Segment Open

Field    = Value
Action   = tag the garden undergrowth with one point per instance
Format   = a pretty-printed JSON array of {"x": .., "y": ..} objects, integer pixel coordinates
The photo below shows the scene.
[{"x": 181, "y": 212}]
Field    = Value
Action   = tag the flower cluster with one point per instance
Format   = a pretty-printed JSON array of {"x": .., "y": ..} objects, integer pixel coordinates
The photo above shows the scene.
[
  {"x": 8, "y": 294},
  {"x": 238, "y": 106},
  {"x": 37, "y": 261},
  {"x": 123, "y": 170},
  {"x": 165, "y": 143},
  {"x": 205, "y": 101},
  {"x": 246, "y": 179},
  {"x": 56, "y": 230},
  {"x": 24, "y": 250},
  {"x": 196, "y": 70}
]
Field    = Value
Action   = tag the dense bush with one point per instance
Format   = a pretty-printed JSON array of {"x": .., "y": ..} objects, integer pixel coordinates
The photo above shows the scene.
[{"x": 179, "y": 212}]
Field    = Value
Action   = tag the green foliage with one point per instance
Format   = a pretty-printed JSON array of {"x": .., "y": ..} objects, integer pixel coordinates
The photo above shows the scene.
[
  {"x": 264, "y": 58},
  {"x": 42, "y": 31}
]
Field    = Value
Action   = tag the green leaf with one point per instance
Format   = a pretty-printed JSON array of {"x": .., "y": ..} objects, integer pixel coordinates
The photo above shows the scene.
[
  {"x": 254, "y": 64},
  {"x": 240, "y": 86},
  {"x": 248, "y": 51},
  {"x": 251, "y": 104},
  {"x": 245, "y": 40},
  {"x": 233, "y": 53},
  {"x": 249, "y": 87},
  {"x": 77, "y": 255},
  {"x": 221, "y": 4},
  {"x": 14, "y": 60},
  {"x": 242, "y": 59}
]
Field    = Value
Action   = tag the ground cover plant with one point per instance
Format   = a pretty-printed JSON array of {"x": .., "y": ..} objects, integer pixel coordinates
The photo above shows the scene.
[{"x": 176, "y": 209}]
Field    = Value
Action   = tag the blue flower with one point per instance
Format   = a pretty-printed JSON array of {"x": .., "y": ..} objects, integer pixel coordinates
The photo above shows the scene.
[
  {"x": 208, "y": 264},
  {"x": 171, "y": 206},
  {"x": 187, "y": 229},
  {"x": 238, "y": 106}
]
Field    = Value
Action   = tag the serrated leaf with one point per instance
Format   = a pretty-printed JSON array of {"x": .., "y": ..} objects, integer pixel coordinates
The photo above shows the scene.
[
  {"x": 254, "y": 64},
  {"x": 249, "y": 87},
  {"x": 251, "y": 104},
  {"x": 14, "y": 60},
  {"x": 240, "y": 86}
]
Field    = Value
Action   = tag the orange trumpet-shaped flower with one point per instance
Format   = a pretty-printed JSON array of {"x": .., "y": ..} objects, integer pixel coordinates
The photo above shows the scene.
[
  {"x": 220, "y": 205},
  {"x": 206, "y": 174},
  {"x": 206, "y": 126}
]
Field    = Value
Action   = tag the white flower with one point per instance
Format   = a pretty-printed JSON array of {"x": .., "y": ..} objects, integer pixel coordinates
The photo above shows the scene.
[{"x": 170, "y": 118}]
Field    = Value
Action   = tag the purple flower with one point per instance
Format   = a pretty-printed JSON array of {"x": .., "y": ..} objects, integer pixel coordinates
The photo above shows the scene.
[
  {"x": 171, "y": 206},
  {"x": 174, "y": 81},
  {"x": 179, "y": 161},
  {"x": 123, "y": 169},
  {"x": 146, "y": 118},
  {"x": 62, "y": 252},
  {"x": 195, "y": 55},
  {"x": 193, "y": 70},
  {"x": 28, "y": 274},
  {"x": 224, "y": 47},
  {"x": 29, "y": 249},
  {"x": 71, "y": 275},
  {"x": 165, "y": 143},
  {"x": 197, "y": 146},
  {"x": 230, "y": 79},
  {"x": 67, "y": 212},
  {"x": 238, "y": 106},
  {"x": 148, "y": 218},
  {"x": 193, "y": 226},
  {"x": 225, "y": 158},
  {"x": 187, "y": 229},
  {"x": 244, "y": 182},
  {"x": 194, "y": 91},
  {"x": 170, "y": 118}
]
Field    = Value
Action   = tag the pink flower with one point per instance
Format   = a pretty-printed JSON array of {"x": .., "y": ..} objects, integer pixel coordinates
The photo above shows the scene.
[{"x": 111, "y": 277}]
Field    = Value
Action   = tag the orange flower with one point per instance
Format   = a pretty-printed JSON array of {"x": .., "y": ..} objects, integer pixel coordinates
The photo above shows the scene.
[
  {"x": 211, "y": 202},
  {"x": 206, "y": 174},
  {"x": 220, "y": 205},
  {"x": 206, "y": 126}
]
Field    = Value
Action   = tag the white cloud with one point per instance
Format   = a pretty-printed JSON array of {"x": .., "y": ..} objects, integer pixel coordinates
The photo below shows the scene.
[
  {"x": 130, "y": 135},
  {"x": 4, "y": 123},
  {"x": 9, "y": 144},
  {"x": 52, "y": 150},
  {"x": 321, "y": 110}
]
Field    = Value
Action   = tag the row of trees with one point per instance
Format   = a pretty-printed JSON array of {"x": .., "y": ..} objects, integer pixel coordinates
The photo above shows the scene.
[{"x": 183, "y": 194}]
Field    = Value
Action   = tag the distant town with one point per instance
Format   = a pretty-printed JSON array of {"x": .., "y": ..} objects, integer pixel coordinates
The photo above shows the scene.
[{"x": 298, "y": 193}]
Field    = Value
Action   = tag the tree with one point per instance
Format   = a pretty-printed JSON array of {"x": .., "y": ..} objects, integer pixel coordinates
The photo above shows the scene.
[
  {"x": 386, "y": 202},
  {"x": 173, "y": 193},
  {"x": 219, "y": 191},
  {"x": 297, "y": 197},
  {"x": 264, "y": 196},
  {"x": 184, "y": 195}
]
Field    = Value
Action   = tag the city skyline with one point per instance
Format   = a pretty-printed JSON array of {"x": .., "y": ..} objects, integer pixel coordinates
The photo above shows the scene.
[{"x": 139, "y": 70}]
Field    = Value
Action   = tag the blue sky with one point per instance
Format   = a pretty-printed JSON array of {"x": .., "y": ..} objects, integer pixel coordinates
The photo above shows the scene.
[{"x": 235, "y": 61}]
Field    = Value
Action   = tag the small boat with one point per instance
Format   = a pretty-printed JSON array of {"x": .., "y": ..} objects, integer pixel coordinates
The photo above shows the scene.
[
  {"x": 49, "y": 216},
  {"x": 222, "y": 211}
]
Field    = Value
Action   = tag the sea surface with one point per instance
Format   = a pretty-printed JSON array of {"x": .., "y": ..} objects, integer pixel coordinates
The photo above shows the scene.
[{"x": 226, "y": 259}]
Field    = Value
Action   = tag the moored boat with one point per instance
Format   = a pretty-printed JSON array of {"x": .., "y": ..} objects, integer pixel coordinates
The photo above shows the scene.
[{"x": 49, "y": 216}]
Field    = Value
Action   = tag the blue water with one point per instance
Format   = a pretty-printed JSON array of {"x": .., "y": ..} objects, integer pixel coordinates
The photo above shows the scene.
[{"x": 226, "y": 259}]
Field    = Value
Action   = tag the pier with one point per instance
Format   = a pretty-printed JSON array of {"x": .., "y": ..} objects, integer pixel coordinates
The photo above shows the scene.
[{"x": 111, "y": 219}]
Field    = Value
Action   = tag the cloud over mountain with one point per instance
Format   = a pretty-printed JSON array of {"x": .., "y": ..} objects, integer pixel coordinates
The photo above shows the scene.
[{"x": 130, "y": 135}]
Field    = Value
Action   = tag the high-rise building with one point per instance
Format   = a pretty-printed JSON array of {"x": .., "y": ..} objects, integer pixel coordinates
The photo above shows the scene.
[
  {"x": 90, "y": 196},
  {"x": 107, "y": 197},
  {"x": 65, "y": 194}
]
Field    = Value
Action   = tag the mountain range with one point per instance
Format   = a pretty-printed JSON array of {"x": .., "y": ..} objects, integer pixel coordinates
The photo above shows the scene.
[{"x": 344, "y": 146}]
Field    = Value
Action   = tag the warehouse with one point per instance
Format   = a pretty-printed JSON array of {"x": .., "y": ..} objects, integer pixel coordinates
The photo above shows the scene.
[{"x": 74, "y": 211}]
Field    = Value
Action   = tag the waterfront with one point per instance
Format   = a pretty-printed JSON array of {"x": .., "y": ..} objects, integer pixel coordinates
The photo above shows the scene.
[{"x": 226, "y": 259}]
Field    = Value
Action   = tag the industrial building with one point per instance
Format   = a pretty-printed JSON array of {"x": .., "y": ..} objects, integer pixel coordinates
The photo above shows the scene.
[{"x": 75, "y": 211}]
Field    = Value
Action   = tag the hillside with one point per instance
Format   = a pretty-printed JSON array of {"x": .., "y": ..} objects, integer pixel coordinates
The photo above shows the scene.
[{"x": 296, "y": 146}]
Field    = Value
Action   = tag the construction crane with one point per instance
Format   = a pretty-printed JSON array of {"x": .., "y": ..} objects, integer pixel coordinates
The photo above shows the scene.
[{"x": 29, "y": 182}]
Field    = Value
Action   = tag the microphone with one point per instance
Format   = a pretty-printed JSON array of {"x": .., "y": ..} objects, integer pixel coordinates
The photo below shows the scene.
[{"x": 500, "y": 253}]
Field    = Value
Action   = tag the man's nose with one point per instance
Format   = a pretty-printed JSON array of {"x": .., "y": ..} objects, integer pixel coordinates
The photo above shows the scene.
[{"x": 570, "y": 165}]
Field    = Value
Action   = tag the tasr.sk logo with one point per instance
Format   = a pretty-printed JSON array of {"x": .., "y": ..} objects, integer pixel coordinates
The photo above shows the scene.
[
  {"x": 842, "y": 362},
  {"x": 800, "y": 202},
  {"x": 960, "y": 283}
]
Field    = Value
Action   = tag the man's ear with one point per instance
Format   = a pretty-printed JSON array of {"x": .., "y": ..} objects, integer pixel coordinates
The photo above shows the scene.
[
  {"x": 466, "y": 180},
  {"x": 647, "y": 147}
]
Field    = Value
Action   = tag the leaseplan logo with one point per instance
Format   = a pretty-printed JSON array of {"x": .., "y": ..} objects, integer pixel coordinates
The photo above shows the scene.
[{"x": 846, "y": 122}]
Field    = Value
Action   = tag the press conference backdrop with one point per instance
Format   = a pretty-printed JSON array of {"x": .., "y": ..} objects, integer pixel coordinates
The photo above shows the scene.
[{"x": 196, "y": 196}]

Segment Closed

_WORK INSTRUCTIONS_
Every line from the first through the one containing "green leaf with one point per instance" in the listing above must be given again exactly, with nothing else alongside.

_EXERCISE ANSWER_
Field    = Value
Action   = tag the garden undergrowth with one point per instance
Format   = a pretty-printed JSON array of {"x": .., "y": ..} objects, integer pixel coordinates
The photo below shows the scene.
[{"x": 181, "y": 212}]
Field    = Value
Action   = tag the flower cluster with one point per instance
Format   = a pretty-printed JSON array of {"x": .., "y": ..} objects, integer pixel coordinates
The photo above shows the scene.
[
  {"x": 8, "y": 294},
  {"x": 238, "y": 106},
  {"x": 37, "y": 261},
  {"x": 123, "y": 170},
  {"x": 165, "y": 143},
  {"x": 205, "y": 101},
  {"x": 246, "y": 179},
  {"x": 56, "y": 230},
  {"x": 24, "y": 250},
  {"x": 196, "y": 70}
]
Field    = Value
Action   = tag the dense bush with one point per instance
Format   = a pretty-printed JSON array of {"x": .., "y": ..} objects, integer pixel coordinates
The photo above shows the scene.
[{"x": 179, "y": 212}]
Field    = Value
Action   = tag the green foliage with one point per instance
Format   = a pretty-printed JSON array of {"x": .., "y": ..} objects, integer pixel coordinates
The photo above shows the scene.
[
  {"x": 264, "y": 58},
  {"x": 42, "y": 31}
]
Field    = Value
Action   = tag the green leaf with one point per instance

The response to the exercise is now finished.